--- Materials provided ---
□ □ □ □
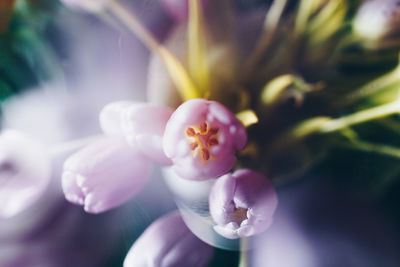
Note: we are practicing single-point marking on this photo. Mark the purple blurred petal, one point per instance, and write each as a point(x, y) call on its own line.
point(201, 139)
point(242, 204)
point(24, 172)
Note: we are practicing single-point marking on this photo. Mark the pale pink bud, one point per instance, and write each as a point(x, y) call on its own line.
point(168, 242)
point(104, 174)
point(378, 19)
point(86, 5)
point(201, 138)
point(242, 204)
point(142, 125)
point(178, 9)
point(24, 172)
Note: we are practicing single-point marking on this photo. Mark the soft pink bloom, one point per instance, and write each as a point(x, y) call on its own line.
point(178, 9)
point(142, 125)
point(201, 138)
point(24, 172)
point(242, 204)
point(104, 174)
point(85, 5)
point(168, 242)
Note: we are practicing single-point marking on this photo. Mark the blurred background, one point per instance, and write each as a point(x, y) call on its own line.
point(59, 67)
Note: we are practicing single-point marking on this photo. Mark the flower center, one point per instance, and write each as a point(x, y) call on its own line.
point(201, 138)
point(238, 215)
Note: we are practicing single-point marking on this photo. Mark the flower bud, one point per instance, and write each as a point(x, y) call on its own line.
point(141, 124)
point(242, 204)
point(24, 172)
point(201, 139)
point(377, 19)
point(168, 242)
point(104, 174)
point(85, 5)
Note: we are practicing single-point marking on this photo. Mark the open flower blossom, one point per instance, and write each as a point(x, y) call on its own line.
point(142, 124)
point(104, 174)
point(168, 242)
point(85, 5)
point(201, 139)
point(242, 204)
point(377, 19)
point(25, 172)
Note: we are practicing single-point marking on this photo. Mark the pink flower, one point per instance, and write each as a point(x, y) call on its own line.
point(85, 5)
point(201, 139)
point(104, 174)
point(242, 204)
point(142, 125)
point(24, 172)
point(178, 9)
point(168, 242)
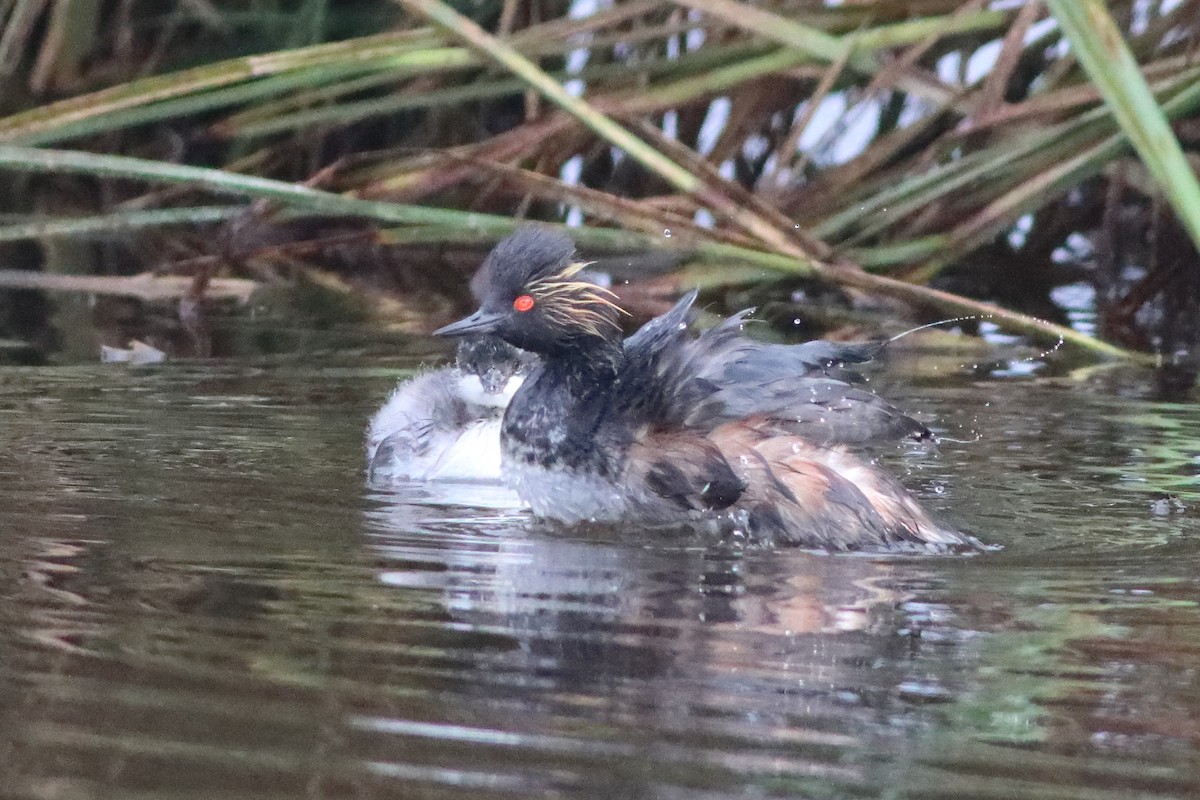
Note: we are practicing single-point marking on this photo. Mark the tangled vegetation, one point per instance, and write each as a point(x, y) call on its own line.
□ □ □ □
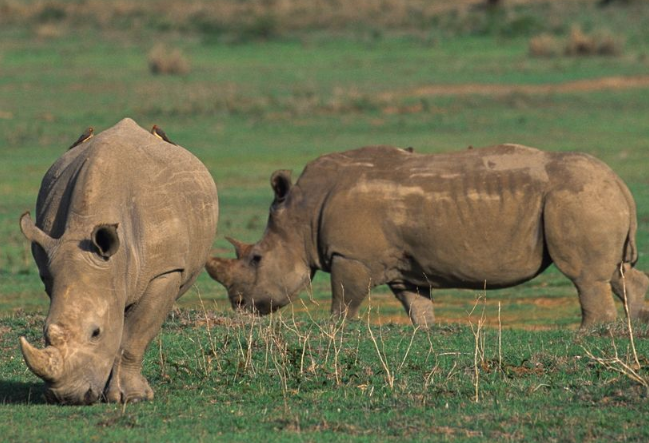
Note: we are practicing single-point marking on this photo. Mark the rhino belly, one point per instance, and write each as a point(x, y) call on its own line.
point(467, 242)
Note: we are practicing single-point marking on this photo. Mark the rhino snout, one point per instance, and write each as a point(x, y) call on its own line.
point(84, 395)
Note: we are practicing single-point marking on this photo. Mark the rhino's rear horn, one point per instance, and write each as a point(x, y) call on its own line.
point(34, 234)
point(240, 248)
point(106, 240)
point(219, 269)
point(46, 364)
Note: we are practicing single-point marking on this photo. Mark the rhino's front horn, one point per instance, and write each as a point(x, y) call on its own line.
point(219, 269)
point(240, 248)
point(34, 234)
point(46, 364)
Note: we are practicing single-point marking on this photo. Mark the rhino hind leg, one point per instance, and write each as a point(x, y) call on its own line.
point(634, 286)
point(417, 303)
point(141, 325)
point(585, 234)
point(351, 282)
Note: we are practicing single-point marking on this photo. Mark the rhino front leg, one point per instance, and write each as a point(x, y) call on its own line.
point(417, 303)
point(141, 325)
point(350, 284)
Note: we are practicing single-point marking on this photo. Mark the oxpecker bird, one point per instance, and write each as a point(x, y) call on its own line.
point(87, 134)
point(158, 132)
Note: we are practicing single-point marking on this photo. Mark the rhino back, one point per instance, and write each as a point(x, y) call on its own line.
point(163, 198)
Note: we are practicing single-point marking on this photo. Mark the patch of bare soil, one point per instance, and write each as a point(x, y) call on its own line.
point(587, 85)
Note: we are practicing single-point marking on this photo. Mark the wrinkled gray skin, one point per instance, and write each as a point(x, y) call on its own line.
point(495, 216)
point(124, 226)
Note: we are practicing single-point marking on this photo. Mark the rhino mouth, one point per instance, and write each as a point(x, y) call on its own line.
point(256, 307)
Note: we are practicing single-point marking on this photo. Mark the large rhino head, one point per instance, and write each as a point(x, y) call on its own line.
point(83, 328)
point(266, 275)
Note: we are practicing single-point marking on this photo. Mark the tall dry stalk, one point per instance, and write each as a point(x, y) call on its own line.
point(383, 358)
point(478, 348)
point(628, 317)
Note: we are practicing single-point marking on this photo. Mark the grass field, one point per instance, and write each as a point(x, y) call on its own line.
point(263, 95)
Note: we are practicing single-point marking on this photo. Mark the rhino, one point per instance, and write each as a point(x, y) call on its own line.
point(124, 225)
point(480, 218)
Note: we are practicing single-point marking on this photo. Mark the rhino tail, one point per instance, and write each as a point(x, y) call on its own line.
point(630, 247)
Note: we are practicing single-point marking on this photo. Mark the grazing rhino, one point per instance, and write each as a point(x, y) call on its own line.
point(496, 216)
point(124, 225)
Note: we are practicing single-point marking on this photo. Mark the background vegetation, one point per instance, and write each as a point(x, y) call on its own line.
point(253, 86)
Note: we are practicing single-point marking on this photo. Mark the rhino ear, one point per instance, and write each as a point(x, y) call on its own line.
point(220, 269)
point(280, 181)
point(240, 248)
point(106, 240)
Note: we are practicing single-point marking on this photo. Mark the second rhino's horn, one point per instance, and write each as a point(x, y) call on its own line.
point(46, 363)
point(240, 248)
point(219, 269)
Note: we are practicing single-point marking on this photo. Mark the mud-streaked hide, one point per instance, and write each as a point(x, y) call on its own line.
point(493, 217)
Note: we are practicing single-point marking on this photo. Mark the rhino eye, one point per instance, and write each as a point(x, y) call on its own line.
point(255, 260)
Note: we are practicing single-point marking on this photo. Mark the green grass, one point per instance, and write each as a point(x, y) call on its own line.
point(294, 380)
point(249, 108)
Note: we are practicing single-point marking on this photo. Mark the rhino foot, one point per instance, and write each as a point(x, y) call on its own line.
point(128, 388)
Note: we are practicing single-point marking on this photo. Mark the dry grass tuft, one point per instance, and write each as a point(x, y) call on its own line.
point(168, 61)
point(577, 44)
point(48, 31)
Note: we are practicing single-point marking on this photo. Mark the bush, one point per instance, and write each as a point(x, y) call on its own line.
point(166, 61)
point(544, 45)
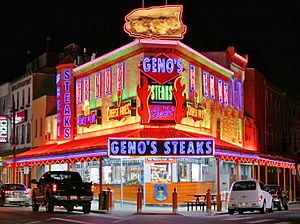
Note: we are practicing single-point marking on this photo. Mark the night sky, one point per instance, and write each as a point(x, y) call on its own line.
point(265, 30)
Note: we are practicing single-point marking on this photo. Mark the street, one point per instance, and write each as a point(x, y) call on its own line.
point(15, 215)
□ □ □ □
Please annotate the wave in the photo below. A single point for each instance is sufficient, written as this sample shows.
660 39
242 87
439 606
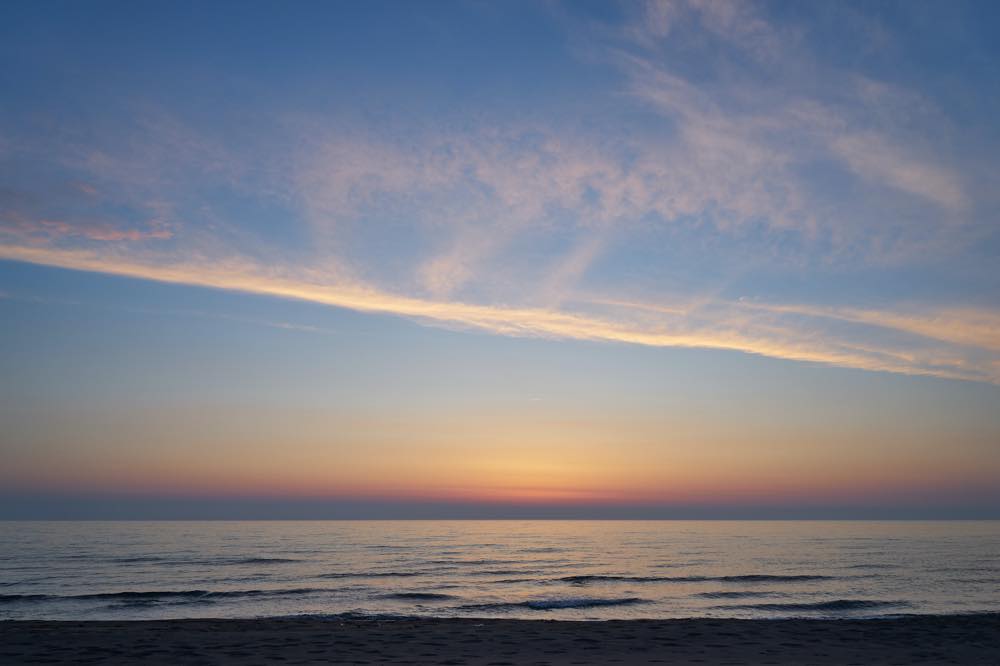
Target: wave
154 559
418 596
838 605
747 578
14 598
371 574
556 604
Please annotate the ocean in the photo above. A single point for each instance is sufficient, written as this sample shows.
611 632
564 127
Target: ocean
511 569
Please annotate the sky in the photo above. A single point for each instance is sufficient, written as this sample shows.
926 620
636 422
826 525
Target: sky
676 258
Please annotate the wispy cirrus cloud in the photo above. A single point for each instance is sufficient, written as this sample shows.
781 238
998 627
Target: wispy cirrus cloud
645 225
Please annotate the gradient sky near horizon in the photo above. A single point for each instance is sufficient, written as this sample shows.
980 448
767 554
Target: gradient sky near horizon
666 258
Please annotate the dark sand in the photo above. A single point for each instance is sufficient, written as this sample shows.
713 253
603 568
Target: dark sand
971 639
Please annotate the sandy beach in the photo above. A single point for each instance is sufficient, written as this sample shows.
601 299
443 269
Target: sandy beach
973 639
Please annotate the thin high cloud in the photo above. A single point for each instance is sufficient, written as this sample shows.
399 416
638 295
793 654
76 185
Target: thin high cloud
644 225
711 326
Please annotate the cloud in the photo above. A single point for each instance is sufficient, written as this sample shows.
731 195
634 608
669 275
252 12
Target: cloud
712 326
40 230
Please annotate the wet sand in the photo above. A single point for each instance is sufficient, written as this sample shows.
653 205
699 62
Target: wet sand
□ □ □ □
--- Given instruction ---
Please give the material from the line with "Please annotate the cloud" to the line with "Target: wet sand", both included, as a JSON list of strings, one string per line, with blank lines left out.

--- The reply ---
[
  "Please annotate the cloud in the photo above. A single point for each instance is sufficient, written as this sample shows.",
  "731 195",
  "634 608",
  "669 275",
  "252 12",
  "Target: cloud",
  "712 326",
  "40 230",
  "Please annotate the wet sand in the photo above. A single point for each instance is sufficient, written as this sample shows.",
  "653 205",
  "699 62",
  "Target: wet sand"
]